▶ [Records excerpted from a collection]
====================

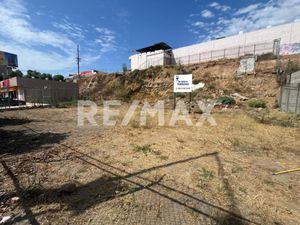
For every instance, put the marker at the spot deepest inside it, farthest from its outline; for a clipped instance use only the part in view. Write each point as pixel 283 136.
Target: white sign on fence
pixel 183 83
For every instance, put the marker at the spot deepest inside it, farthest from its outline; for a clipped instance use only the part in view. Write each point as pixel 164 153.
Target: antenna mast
pixel 78 61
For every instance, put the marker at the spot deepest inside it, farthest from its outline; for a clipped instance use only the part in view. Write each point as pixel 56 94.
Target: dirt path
pixel 93 175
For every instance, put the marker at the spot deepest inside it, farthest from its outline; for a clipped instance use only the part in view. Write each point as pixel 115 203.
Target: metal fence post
pixel 297 101
pixel 288 100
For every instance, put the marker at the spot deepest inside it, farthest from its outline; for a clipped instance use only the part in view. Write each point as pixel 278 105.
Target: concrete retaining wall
pixel 256 42
pixel 290 98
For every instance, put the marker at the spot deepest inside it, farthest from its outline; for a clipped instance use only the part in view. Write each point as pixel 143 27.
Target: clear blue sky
pixel 45 33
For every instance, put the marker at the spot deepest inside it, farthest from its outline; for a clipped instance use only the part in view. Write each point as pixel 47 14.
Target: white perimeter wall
pixel 288 33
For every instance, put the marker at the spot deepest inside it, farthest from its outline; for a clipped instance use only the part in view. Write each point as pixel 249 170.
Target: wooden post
pixel 190 97
pixel 297 101
pixel 288 100
pixel 174 103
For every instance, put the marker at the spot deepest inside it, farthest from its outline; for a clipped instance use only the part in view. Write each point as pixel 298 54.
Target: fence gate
pixel 290 98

====================

▶ [What to produce]
Copy out the lines starting at the one containing "Target: wooden post" and ending with the last line of the entries. Include nothing else.

▶ [Problem solution]
Target: wooden post
pixel 190 97
pixel 297 101
pixel 288 100
pixel 174 103
For every instance, put the marker at the spot deepest inside it, farthest from its outline; for a clipped instance use only the part in view. Write each point as pixel 298 54.
Target: fence gate
pixel 290 98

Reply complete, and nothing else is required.